**Work to do:**
A. Reproduce the passage of the diversity and inclusion text below, starting with "Diversity is the" and going on through "they’re are unique.".
B. Carry the diversity and inclusion text below forward, writing the next part after its final sentence.

Diversity & Inclusion Programmes
Practitioners often get tripped up in (1) defining the concepts ‘diversity, equity and inclusion’, and (2) understanding how to use these concepts in transforming the organisation. It is crucial to have a clear understanding that while these concepts work towards different ends, they link together to create an integrated and sustainable transformation effort.
Diversity is the presence of difference within a given setting. Diversity represents the full spectrum of human demographic differences -- such as race, gender, sexual orientation, age, religion, socio-economic status, disability, value orientations, family composition, education level and tenure. It is important to understand that diversity is a relational concept that … A person is not diverse, no matter how many norms or glass ceilings they shatter. Diversity is about a collective or a group and can only exist in relationship to others. Whilst they may bring diversity to your team, they in themselves are not diverse … they’re are unique.
Inclusion refers to a cultural and environmental sense of belonging. It can be described as the extent to which employees are valued, respected, accepted and encouraged to fully participate in the organisation. Employees in inclusive environments feel appreciated for their unique characteristics and are therefore comfortable sharing their ideas and other aspects of their true and authentic selves.

**Information shown:**

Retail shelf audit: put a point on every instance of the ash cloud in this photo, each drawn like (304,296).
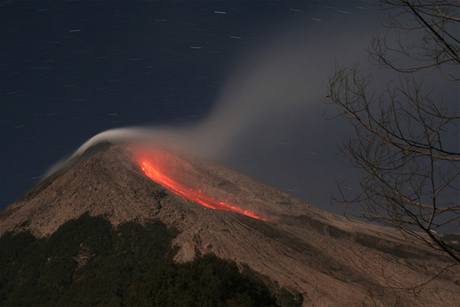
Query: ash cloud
(269,120)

**Answers by task:**
A.
Diversity is the presence of difference within a given setting. Diversity represents the full spectrum of human demographic differences -- such as race, gender, sexual orientation, age, religion, socio-economic status, disability, value orientations, family composition, education level and tenure. It is important to understand that diversity is a relational concept that … A person is not diverse, no matter how many norms or glass ceilings they shatter. Diversity is about a collective or a group and can only exist in relationship to others. Whilst they may bring diversity to your team, they in themselves are not diverse … they’re are unique.

B.
While diversity and inclusion are intertwined, they are not the same. Whereas diversity is often equated to ‘representation’, inclusion reflects the cultivating of an inclusive environment that attracts diverse talent, encourages participation, fosters innovation, and leads to meaningful collaboration. Simply having a wide range of demographic characteristics won't make a difference to an organisation's bottom line unless the people feel welcomed, valued and included. To be a diverse organization simply means that you have the presence of differences of identity (e.g., gender and people of color) throughout your organization. However, an organization can be diverse without being inclusive. A company can also be diverse without being equitable.
Equity is an approach that focusses on fairness – to ensure that everyone has access to the same opportunities. Equity recognizes that advantages and barriers exist, and that, as a result, we all don’t all start from the same place. Equity is a process that begins by acknowledging that unequal starting place and continues to correct and address the imbalance. The concepts of “advantages and barriers” are applicable when talking about equity.
The importance of Inclusion:
Within our integral (post-postmodern) age, embracing organisational diversity has become an crucial element of corporate success. Diversification efforts have been driven by legislative compliance, moral/ethical obligations, economic justifications (the business case) and; operationalised through a barrage of Human Resource initiative.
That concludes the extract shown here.